## Preguntas por responder
a) Extrae del comentario sobre el nacimiento de Moisés todo lo que va desde "En efecto, el" hasta "opresión y persecución.", sin alterar ni una palabra.
b) Prosigue el comentario sobre el nacimiento y la educación de Moisés a partir de su última oración.

## Fragmento seleccionado
•••••

COMENTARIO
El texto sagrado narra con finura psicológica y profusión de detalles el nacimiento y la educación de Moisés, el hombre que la Providencia divina había escogido para ser el libertador y guía del pueblo elegido. Más que datos cronológicos o topográficos se recogen aquellos que perfilan la personalidad religiosa del que era, a la vez, guía y prototipo del pueblo.
En efecto, el autor sagrado destaca con especial maestría aquellos aspectos que más asemejan a Moisés con el pueblo y que con mayor claridad descubren la intervención divina. Nace en tiempo de persecución severa, pero gracias a la delicadeza de tres mujeres, su madre, su hermana y la hija del faraón, es acogido en el palacio egipcio con todos los honores de cortesano. Allí pasará su infancia sin sobresaltos, reflejando la plácida estancia de los descendientes de José en Egipto, hasta que desembocó en la opresión y persecución.

•••••

## Material proporcionado

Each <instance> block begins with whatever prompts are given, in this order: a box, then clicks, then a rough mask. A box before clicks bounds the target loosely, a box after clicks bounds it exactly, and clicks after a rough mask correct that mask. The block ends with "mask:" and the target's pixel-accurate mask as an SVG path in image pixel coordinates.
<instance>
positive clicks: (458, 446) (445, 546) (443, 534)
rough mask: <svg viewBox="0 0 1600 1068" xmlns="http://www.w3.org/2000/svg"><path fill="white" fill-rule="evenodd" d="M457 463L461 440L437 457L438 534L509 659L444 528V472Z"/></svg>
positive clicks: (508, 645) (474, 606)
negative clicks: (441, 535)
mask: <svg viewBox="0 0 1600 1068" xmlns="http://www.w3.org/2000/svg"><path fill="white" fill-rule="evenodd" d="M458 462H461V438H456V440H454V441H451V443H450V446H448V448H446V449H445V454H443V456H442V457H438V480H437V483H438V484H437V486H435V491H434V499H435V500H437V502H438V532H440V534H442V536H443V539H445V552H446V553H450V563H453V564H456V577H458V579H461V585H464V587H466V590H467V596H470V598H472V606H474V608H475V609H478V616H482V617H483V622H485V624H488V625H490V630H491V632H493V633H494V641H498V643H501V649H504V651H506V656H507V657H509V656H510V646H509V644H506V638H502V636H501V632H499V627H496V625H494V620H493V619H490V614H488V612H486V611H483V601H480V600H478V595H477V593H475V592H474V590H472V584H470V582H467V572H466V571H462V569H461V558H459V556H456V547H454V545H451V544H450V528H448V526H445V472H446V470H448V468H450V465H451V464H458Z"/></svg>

•••••

## Lista de respuestas
a)
En efecto, el autor sagrado destaca con especial maestría aquellos aspectos que más asemejan a Moisés con el pueblo y que con mayor claridad descubren la intervención divina. Nace en tiempo de persecución severa, pero gracias a la delicadeza de tres mujeres, su madre, su hermana y la hija del faraón, es acogido en el palacio egipcio con todos los honores de cortesano. Allí pasará su infancia sin sobresaltos, reflejando la plácida estancia de los descendientes de José en Egipto, hasta que desembocó en la opresión y persecución.

b)
En todo este relato hay más preocupación religiosa que histórica: no aparecen ni los nombres de los padres de Moisés (Amram según Ex 6,20 y Yoquébed, según Nm 26,59), ni los de su hermana María (Ex 15,20). El autor sagrado prefiere centrarse en Moisés, destacando que Dios cuida de su nacimiento y de su infancia como lo hará con el pueblo. Incluso la etimología popular del nombre Moisés —«sacado de las aguas»— refleja la intervención divina. Poco importa que sea un nombre egipcio que significa «hijo o nacido», como se deduce del nombre de algunos faraones como Tut–mosis (hijo del dios Tot) o Ra–mses (hijo del dios Ra). Lo importante es que Moisés es «el primer salvado», como lo es el pueblo hebreo, y que Dios lo cuida de modo extraordinario para la misión excepcional que le tiene reservada.